> **Reading text**
>> Start
# Please Help with my Networking Nightmare! :( Looking at Powerline/HomePlug



## alexp999 (Sep 8, 2008)

We are going to be moving house soon, and we are going from a cable are to a non cable area and the network locations are all going to be totally different.

At our current house, we have the cable modem, going into a wireless router, and Cat5 cables running to all the PC's/consoles as they are 2 rooms with all network devices, next to each other. Simple.

At the place we are hopefully moving too, My room and the telephone socket are at opposite ends of the house.  Thankfully my dad's PC will be setup next to the phone socket, so it just leaves the trouble of getting my Xbox 360 and my PC serup in my room.

Wireless is not an option, but the house has recently been re-wired, so I was looking at using Powerline/Homeplug products to get my 360 and PC connected.
All the providers we have looked at going through will give us a wireless router with 4 ports for ethernet.
I want/need the fastest connection speeds possible, and I need to be able to stream HD video from my PC to 360.

Now my original plan was to get this:
http://www.connectplayentertain.co.uk/product.php?id=4
Along with these
http://www.connectplayentertain.co.uk/product_ajax.php?id=13

That way seems the simplest to me, but it also seems the most expensive. I cant seemto find any 200Mbps Homeplug devices with more than one Ethernet socket. 

Otherwise is it possible, just to get these:
http://www.connectplayentertain.co.uk/product_ajax.php?id=13
And then "split" the ethernet connection in my room for one to PC, one to 360. is that possible? Will it degrade performance?

Or my third and final idea, was to get 4 hoemplug adaptors, two to bridge the connection for the 360 and two for the PC.

Let me know what you guys think,

Cheers.
>> End
> **Record extracts**
>> Start
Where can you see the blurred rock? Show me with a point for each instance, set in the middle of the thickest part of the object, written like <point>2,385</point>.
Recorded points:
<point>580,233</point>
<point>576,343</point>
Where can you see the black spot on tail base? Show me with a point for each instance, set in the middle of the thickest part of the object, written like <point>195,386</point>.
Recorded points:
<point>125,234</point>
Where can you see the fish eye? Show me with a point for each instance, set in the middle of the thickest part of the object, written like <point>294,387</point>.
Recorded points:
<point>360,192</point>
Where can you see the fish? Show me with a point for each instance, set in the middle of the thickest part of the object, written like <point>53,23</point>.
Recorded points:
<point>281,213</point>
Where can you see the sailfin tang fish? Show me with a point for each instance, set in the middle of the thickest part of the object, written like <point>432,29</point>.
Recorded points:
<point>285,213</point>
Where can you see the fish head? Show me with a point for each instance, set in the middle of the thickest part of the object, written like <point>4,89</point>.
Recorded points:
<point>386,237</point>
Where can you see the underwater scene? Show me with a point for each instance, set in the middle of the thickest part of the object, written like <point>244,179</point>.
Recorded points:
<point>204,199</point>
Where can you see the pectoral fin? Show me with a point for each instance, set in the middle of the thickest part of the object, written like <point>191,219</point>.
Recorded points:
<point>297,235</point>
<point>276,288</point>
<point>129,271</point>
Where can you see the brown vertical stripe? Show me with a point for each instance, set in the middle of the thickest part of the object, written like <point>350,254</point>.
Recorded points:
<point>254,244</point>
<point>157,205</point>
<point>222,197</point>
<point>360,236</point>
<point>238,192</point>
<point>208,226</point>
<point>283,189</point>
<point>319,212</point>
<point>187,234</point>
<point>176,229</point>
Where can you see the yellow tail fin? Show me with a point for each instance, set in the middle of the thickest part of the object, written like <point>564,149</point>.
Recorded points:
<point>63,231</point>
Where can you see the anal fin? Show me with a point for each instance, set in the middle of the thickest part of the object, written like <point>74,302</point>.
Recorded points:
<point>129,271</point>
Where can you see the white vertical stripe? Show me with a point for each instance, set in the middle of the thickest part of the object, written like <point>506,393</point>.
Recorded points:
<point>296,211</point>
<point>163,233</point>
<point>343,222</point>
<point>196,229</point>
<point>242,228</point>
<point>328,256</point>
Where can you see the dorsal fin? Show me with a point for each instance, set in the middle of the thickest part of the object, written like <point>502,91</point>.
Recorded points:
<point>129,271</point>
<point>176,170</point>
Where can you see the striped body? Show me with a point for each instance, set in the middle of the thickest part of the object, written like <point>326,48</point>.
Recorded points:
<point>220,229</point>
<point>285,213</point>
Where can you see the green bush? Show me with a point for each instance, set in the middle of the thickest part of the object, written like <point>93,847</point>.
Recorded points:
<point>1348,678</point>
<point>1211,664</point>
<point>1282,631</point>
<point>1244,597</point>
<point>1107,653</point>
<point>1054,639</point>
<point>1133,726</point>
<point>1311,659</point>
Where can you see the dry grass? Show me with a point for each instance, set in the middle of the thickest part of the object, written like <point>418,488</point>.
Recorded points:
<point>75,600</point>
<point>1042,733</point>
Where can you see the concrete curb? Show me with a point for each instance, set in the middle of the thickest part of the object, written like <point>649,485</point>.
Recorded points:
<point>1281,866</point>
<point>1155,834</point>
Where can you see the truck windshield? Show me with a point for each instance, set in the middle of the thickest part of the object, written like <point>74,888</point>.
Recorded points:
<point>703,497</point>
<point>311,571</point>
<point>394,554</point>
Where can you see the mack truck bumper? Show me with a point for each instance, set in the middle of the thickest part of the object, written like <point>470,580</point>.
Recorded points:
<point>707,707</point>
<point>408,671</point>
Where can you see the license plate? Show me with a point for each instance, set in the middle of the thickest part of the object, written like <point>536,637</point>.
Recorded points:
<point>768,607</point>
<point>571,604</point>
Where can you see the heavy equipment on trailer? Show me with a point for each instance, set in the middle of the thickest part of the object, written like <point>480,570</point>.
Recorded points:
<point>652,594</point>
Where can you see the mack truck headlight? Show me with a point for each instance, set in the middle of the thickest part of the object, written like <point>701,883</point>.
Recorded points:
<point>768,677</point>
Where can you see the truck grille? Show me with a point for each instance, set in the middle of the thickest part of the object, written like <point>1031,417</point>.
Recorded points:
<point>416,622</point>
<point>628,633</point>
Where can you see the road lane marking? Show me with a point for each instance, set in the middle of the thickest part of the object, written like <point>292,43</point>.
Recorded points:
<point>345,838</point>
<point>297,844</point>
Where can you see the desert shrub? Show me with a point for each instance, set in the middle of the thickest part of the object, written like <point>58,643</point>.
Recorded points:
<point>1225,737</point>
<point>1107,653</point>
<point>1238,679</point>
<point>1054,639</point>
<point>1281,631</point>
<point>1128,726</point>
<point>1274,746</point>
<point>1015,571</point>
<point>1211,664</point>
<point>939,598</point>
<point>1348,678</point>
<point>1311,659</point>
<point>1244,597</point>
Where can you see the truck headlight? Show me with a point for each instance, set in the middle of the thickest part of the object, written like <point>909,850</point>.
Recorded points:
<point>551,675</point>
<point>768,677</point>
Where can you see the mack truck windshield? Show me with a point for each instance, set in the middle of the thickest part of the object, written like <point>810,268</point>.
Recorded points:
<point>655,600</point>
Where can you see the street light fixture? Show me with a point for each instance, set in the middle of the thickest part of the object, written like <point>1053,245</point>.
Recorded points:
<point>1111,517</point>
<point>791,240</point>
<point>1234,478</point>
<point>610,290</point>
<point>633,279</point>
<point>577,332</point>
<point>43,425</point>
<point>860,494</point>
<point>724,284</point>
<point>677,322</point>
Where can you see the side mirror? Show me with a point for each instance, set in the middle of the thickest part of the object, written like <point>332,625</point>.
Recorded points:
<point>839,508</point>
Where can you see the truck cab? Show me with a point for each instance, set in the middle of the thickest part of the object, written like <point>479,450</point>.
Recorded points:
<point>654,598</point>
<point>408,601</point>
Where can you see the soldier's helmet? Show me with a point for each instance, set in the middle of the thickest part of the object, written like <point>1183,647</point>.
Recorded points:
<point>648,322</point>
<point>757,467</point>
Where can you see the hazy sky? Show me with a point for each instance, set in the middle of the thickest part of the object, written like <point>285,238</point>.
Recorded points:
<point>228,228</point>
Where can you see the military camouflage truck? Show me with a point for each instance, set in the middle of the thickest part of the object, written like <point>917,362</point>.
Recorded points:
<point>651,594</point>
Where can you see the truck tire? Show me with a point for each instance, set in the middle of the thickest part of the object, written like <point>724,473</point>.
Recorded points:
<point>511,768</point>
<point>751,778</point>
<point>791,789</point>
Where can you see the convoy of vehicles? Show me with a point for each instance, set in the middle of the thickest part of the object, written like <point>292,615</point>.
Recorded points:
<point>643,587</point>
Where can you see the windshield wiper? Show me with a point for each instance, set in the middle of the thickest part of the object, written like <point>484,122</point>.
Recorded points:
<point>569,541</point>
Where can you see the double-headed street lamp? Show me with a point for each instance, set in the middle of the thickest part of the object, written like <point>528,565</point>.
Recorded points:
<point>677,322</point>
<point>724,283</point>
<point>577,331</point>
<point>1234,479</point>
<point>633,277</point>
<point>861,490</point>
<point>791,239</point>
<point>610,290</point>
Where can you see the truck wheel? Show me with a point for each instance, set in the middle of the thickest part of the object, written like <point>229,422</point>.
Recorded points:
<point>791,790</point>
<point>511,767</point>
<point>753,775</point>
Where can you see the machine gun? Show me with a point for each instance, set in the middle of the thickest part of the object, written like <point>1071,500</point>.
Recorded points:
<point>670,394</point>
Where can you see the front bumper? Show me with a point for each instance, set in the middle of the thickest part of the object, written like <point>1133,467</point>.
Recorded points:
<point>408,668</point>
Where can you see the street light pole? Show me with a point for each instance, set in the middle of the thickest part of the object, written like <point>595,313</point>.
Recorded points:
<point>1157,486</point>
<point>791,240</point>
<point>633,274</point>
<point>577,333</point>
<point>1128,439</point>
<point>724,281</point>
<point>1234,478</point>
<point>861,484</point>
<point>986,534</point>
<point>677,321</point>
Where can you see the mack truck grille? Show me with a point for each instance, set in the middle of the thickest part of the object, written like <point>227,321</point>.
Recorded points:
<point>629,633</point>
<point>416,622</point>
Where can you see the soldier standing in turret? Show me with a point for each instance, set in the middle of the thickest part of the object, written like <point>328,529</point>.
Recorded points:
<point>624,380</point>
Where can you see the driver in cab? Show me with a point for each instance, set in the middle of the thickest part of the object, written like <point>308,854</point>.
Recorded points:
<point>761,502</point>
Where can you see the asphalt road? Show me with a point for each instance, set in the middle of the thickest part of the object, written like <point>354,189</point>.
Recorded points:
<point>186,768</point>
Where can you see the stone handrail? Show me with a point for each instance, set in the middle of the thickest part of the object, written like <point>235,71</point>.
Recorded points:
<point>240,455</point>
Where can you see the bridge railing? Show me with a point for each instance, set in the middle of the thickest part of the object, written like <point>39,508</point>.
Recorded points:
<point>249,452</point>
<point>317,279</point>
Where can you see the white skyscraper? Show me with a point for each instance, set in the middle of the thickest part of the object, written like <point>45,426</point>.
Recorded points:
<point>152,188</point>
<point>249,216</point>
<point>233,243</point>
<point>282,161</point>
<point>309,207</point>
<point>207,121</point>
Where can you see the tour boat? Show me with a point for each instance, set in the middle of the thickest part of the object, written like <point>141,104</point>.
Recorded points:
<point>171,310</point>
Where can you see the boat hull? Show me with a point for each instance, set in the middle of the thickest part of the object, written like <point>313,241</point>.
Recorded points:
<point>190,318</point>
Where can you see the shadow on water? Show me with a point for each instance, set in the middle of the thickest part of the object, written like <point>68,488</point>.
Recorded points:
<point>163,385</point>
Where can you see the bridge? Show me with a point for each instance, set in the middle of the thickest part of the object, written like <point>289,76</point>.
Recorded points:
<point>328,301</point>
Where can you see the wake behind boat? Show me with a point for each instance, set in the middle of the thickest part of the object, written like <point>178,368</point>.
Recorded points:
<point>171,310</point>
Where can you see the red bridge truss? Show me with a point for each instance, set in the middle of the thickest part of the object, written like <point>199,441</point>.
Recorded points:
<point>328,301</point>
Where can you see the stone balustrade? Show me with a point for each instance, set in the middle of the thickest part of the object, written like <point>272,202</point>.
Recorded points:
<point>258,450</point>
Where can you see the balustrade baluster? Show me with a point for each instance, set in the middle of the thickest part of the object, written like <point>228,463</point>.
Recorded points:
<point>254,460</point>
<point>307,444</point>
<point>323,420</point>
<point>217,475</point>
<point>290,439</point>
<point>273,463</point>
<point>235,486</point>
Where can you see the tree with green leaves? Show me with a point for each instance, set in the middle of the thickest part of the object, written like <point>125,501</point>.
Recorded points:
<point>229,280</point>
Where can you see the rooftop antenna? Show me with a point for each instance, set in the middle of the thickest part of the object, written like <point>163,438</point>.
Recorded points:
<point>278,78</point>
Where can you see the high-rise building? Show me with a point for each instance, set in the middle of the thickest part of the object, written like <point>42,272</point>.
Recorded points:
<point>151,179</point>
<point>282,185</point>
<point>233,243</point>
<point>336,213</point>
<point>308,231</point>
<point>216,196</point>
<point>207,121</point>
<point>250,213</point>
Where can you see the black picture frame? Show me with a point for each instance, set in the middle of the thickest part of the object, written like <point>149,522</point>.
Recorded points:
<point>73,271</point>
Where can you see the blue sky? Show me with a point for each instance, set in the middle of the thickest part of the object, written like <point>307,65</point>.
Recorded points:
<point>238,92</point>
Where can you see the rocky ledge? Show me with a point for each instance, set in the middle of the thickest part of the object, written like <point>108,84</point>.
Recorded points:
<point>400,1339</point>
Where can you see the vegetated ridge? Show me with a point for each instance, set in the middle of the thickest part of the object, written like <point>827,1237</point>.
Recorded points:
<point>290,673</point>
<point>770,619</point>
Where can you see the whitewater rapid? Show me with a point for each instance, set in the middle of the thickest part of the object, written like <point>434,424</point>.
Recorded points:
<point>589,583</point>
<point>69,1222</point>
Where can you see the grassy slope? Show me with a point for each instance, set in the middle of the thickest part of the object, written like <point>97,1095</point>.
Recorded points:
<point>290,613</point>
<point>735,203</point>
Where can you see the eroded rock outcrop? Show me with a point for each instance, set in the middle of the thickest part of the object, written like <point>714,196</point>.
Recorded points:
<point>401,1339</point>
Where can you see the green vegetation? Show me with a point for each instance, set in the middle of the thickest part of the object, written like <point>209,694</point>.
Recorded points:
>> End
> **Problem 1**
Decide whether each statement below agrees with the networking post above. Answer yes or no for each, and quote the deciding words from the post. (a) At the current house, the cable modem feeds into a wireless router. (b) Wireless is an option at the new house. (c) The poster has found 200Mbps Homeplug devices with more than one Ethernet socket.
> **Problem 2**
From the networking post above, output everything from "Now my original" down to "it degrade performance?", keeping every word as it stands.

> **Expected answer 1**
(a) Yes: "we have the cable modem, going into a wireless router"
(b) No: "Wireless is not an option"
(c) No: "I cant seemto find any 200Mbps Homeplug devices with more than one Ethernet socket."

> **Expected answer 2**
Now my original plan was to get this:
http://www.connectplayentertain.co.uk/product.php?id=4
Along with these
http://www.connectplayentertain.co.uk/product_ajax.php?id=13

That way seems the simplest to me, but it also seems the most expensive. I cant seemto find any 200Mbps Homeplug devices with more than one Ethernet socket. 

Otherwise is it possible, just to get these:
http://www.connectplayentertain.co.uk/product_ajax.php?id=13
And then "split" the ethernet connection in my room for one to PC, one to 360. is that possible? Will it degrade performance?